Extracted data
------------------------

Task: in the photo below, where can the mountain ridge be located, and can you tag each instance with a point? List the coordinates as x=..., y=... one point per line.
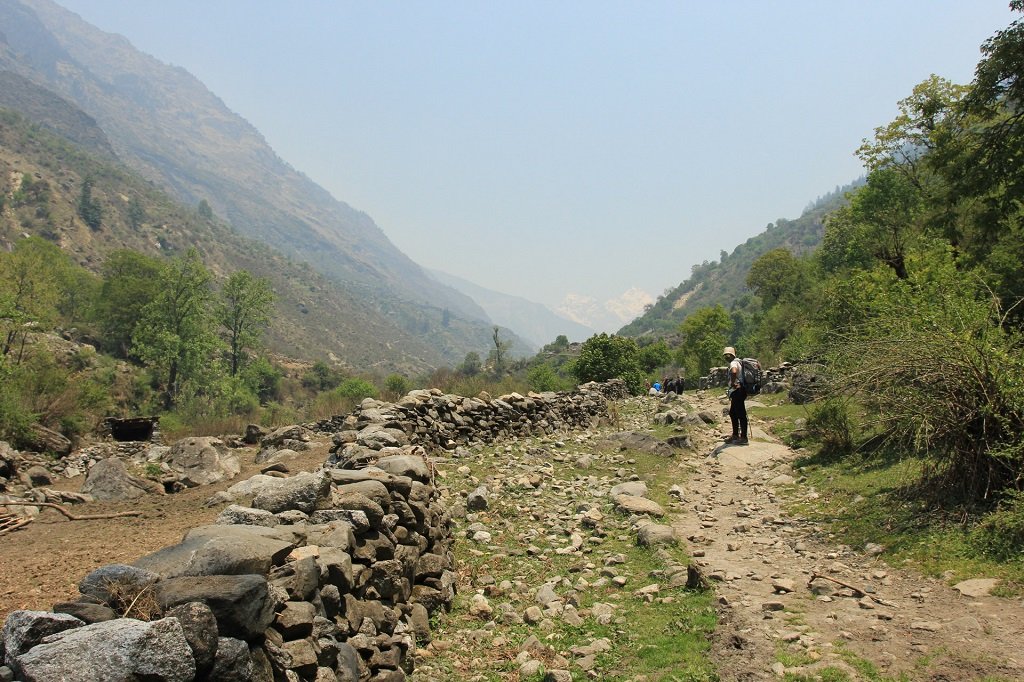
x=534, y=322
x=169, y=127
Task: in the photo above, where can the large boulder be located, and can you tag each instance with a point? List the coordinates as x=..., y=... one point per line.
x=24, y=630
x=222, y=550
x=242, y=604
x=202, y=461
x=109, y=480
x=121, y=650
x=304, y=492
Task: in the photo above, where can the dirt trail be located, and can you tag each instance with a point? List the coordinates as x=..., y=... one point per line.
x=757, y=559
x=760, y=563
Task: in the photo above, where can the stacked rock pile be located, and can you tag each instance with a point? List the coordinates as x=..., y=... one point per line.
x=321, y=577
x=327, y=576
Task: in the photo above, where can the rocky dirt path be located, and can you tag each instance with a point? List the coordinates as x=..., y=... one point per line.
x=775, y=622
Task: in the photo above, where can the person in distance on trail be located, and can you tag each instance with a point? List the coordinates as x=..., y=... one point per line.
x=737, y=410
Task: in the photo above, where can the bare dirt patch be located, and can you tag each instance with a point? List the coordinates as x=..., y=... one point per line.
x=41, y=563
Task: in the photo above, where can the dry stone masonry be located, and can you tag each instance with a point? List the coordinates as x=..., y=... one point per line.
x=322, y=577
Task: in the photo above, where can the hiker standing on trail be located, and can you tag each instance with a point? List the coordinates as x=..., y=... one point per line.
x=737, y=393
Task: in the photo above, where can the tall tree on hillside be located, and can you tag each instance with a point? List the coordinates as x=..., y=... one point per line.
x=29, y=291
x=705, y=334
x=130, y=282
x=175, y=337
x=89, y=208
x=243, y=309
x=774, y=275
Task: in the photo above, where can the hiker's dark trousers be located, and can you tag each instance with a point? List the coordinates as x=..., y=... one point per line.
x=737, y=412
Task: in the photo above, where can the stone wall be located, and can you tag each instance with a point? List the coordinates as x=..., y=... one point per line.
x=321, y=577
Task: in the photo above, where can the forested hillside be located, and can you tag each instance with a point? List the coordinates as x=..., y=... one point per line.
x=724, y=283
x=44, y=177
x=169, y=128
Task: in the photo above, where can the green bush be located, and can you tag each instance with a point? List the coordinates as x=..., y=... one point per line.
x=1000, y=535
x=396, y=385
x=830, y=425
x=939, y=374
x=356, y=388
x=543, y=378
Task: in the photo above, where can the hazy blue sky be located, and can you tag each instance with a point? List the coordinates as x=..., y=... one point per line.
x=556, y=146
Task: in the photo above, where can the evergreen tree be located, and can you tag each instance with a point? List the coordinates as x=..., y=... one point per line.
x=244, y=311
x=175, y=337
x=88, y=207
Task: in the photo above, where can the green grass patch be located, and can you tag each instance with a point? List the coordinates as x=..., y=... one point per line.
x=873, y=500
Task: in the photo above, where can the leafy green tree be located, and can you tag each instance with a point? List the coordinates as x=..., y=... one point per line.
x=774, y=275
x=175, y=337
x=29, y=291
x=396, y=385
x=543, y=377
x=497, y=355
x=130, y=282
x=471, y=365
x=654, y=355
x=79, y=292
x=243, y=309
x=356, y=388
x=136, y=213
x=602, y=357
x=204, y=210
x=322, y=377
x=89, y=209
x=705, y=334
x=262, y=379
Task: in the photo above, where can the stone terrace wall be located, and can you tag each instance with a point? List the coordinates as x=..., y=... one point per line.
x=328, y=576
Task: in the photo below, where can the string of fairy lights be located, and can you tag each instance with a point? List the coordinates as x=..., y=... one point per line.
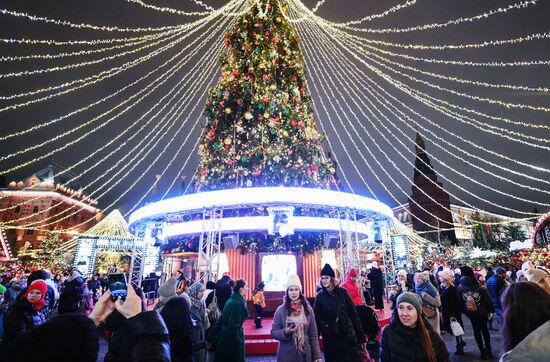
x=379, y=68
x=325, y=61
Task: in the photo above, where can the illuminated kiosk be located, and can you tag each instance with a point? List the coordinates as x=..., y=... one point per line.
x=222, y=217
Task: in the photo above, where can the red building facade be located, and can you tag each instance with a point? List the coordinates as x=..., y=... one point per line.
x=33, y=207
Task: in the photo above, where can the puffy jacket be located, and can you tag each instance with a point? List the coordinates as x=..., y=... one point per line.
x=534, y=347
x=495, y=287
x=403, y=344
x=74, y=296
x=143, y=337
x=330, y=305
x=468, y=286
x=20, y=318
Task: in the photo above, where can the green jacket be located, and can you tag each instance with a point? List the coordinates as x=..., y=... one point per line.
x=227, y=334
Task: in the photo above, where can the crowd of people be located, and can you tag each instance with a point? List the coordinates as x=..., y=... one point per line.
x=204, y=322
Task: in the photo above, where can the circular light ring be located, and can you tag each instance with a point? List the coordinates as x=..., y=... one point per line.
x=256, y=197
x=261, y=224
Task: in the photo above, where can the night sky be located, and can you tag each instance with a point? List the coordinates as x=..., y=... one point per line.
x=515, y=23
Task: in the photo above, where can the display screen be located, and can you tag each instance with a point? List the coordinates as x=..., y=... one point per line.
x=275, y=271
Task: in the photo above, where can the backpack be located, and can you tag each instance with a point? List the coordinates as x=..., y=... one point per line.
x=471, y=304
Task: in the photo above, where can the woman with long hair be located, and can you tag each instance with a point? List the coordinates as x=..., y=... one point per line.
x=177, y=318
x=294, y=327
x=431, y=300
x=450, y=307
x=337, y=320
x=409, y=337
x=525, y=323
x=259, y=303
x=226, y=337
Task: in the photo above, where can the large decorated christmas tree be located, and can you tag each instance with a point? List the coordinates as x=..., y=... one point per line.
x=260, y=128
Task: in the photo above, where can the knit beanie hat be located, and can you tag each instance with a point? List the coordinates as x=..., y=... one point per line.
x=402, y=272
x=294, y=281
x=327, y=270
x=168, y=289
x=526, y=266
x=42, y=287
x=38, y=274
x=535, y=275
x=77, y=333
x=446, y=274
x=411, y=298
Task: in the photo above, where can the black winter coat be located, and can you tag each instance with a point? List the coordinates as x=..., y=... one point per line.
x=376, y=279
x=495, y=287
x=74, y=296
x=450, y=307
x=141, y=338
x=349, y=330
x=468, y=286
x=20, y=318
x=403, y=344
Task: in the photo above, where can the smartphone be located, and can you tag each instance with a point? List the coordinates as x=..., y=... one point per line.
x=117, y=286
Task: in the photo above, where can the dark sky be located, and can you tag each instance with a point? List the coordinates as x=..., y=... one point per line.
x=346, y=90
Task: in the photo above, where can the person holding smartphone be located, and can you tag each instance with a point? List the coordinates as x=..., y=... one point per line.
x=294, y=327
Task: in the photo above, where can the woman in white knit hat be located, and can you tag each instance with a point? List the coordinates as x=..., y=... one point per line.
x=294, y=327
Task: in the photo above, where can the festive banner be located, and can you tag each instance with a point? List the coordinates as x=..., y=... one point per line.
x=312, y=273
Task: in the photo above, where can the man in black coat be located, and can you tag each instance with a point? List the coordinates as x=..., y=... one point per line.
x=377, y=284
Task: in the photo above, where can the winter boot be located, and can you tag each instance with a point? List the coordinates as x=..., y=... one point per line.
x=484, y=356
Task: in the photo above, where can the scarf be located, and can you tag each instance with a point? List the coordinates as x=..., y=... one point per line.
x=193, y=293
x=298, y=317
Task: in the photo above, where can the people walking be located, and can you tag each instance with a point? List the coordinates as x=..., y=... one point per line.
x=200, y=320
x=495, y=286
x=377, y=284
x=431, y=300
x=353, y=287
x=409, y=337
x=476, y=304
x=450, y=307
x=525, y=323
x=295, y=328
x=226, y=337
x=337, y=320
x=258, y=299
x=177, y=317
x=400, y=286
x=25, y=314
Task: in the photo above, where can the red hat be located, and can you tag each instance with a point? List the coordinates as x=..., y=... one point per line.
x=42, y=287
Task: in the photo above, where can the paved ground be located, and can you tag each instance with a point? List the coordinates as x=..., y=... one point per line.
x=471, y=350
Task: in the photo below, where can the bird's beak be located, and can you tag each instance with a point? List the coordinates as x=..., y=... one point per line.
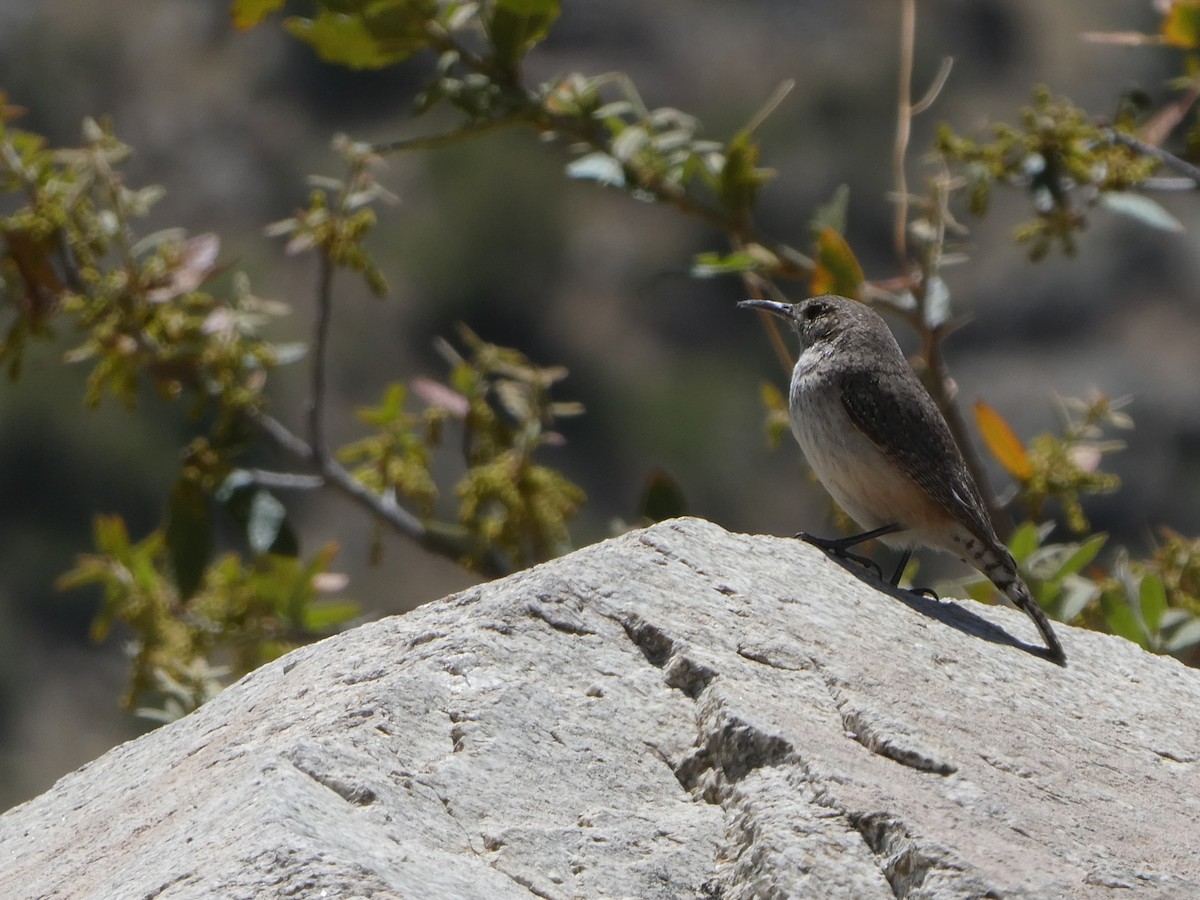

------------------------

Problem details
Could you extract all of the records above word for word, leaving out the pictures?

Output for this task
Task: in the photo below, where can the mountain ridge be located, and can you tag each instance with a point? List the coordinates as x=..., y=... one point per line.
x=534, y=322
x=169, y=127
Task: in the photo above, where can the large boulder be located, and can you tag each instance with a point? List the coordinates as x=..., y=... one point per line.
x=24, y=630
x=222, y=550
x=242, y=604
x=202, y=461
x=109, y=480
x=121, y=650
x=304, y=492
Task: in the photo above, where can the dirt trail be located, and can you tag each instance with a point? List the coordinates as x=..., y=... one point per line.
x=757, y=559
x=760, y=563
Task: in the photo above, where can the stacked rock pile be located, and can you tag each instance with a point? List the coordinates as x=..., y=... one point per line.
x=321, y=577
x=327, y=576
Task: in the photo above, where can the rocky dirt path be located, and can you tag each instance with a point? List the coordinates as x=..., y=... one point per line.
x=775, y=622
Task: in the photo above, where can the person in distance on trail be located, and can you tag each instance with a point? List the coordinates as x=..., y=... one point per line.
x=737, y=410
Task: in the photo above, where can the bare dirt patch be located, and can you tag each instance with a point? List the coordinates as x=..., y=... one point per line.
x=41, y=563
Task: in the photo above, where can the dry stone masonry be located, and can you tag each instance with a point? List the coordinates as x=..., y=... one point per line.
x=322, y=577
Task: in the photo above, where can the hiker standing on trail be located, and can you tag each instance with a point? List the coordinates as x=..., y=... one point per line.
x=737, y=393
Task: in the photo above, where can the tall tree on hillside be located, and can you tag each instance with a point? List the coordinates as x=..., y=... one point per line.
x=29, y=291
x=705, y=334
x=130, y=282
x=175, y=337
x=89, y=208
x=243, y=309
x=774, y=275
Task: in the photo above, where can the hiker's dark trousers be located, and can you tag each instance with a point? List the coordinates as x=..., y=... one point per line.
x=737, y=412
Task: in the photo above, where can the stone wall be located, and can you tag each instance with a point? List the coordinates as x=..., y=... one point per line.
x=321, y=577
Task: in the photo above, where can the forested hillside be located, and can you tag each instance with a point? List the coordinates as x=..., y=... one point per line.
x=724, y=283
x=44, y=177
x=169, y=128
Task: in the photo above, where can the green bush be located, and can you tag each instance with a point? List the coordinates as x=..., y=... one point per line.
x=1000, y=535
x=396, y=385
x=830, y=425
x=939, y=374
x=356, y=388
x=543, y=378
Task: in the photo above, where can the hazy blue sky be located, and can you tag each instance with a point? List the coordinates as x=..., y=... one point per line.
x=556, y=146
Task: in the photo above, where can the evergreen tree be located, and can you tag each instance with a point? List the coordinates as x=..., y=... one point per line.
x=244, y=311
x=175, y=337
x=88, y=207
Task: in the photo above, where can the green grass patch be located, and can you tag each instance with a point? List the coordinates as x=..., y=... one point per line.
x=873, y=500
Task: in the photo above, where can the leafy green tree be located, and can you tag each instance with a point? List the coordinates as x=..., y=... one point per line.
x=774, y=275
x=175, y=337
x=29, y=291
x=396, y=385
x=543, y=377
x=497, y=355
x=130, y=282
x=471, y=365
x=654, y=355
x=79, y=292
x=243, y=309
x=356, y=388
x=136, y=213
x=602, y=357
x=204, y=210
x=322, y=377
x=89, y=209
x=705, y=334
x=262, y=379
Task: in the photo above, where can the stone terrace wall be located, and can you tag each instance with a point? List the coordinates as x=..., y=... one point per line.
x=328, y=576
Task: in the photo below, where can the string of fairy lights be located, and can you tag each instance with a point? List the coordinates as x=..., y=... one point per line.
x=379, y=68
x=325, y=61
Task: in the photo above, where can the illuminated kiosk be located, and can you tag each instance with a point? List the coordinates as x=..., y=... one point per line.
x=222, y=217
Task: in the photo above, where can the red building facade be located, and can you tag each instance with a point? List the coordinates as x=..., y=... one point per line.
x=33, y=207
Task: in the photo above, where can the puffy jacket be located, and can you tag each instance with a point? List the coordinates as x=..., y=... one point per line.
x=534, y=347
x=495, y=287
x=403, y=344
x=74, y=296
x=143, y=337
x=330, y=305
x=468, y=286
x=20, y=318
Task: in the photo above, where can the green jacket be located, and can you tag each instance with a point? List the coordinates as x=..., y=... one point per line.
x=227, y=334
Task: in the photo above, where can the crowd of people be located, and can you tag each instance with a point? List the coordinates as x=..., y=... one point per line.
x=204, y=322
Task: in the photo above, where can the circular light ring be located, and can you tag each instance with a point? List the coordinates as x=..., y=... one point per line.
x=256, y=197
x=261, y=224
Task: in the photo above, where can the night sky be located, and can you tag each instance with a point? List the coordinates as x=..., y=... one point per line.
x=515, y=23
Task: in the photo above, where can the display screen be located, and can you tag each instance with a point? List the coordinates as x=..., y=... one point per line.
x=275, y=271
Task: in the photo above, where can the backpack be located, and can you tag each instance with a point? List the coordinates as x=..., y=... one point per line.
x=471, y=304
Task: in the photo above, where can the woman with long hair be located, and can you tag each instance with a point? List the coordinates as x=..., y=... one point per line.
x=177, y=318
x=294, y=327
x=431, y=300
x=450, y=307
x=337, y=320
x=409, y=337
x=525, y=323
x=259, y=303
x=226, y=337
Task: in the photo above, where can the large decorated christmas tree be located, and can you tag each instance with a point? List the coordinates as x=..., y=... one point per line.
x=260, y=128
Task: in the photo above, where can the knit beanie hat be located, and can you tag each instance with a point? List the coordinates as x=..., y=... one point per line.
x=402, y=272
x=294, y=281
x=327, y=270
x=168, y=289
x=526, y=266
x=42, y=287
x=38, y=274
x=535, y=275
x=77, y=333
x=446, y=274
x=411, y=298
Task: in the photo above, where can the black winter coat be located, and can you tag each instance with a point? List the coordinates as x=..., y=... one point per line.
x=376, y=279
x=495, y=287
x=74, y=296
x=450, y=307
x=141, y=338
x=349, y=330
x=468, y=286
x=20, y=318
x=403, y=344
Task: in the photo above, where can the smartphone be located, and can you tag each instance with a point? List the coordinates as x=..., y=... one point per line.
x=117, y=286
Task: in the photo above, where can the dark sky be located, and can you tag each instance with a point? List the coordinates as x=..., y=... one point per line.
x=346, y=90
Task: in the photo above, where can the person holding smartphone be located, and can you tag each instance with a point? List the coordinates as x=..., y=... one point per line.
x=294, y=327
Task: in the photo above, where can the woman in white knit hat be located, and can you tag each instance with a point? List the coordinates as x=..., y=... one point per line.
x=294, y=327
Task: in the photo above, where can the festive banner be located, and can you tag each instance with a point? List the coordinates as x=..., y=... one point per line.
x=312, y=273
Task: in the photo above, where can the man in black coat be located, and can you tag each instance with a point? List the coordinates as x=..., y=... one point per line.
x=377, y=284
Task: in the photo above, where can the winter boot be located, and can you tag each instance with a point? List the coordinates as x=..., y=... one point per line.
x=484, y=356
Task: in the photo above, where can the scarf be located, and can you tag each instance with a point? List the coordinates as x=..., y=... one point per line.
x=193, y=293
x=298, y=317
Task: in the photo above, where can the people walking be located, and can you tag each instance with a point? List the coordinates as x=..., y=... one point per line.
x=200, y=320
x=495, y=286
x=377, y=284
x=431, y=300
x=353, y=287
x=409, y=337
x=476, y=304
x=450, y=307
x=525, y=323
x=295, y=328
x=226, y=337
x=337, y=320
x=258, y=299
x=177, y=317
x=400, y=286
x=25, y=314
Task: in the photo above, where can the red hat be located, and can you tag each instance with a point? List the coordinates as x=..., y=... one point per line.
x=42, y=287
Task: in the photo above, where can the paved ground be located, and can you tag each instance with a point? List the coordinates as x=..., y=... one point per line.
x=471, y=350
Task: in the photo below, where can the bird's beak be located, and can you tag each instance with a point? List the coordinates as x=..., y=... one point per line.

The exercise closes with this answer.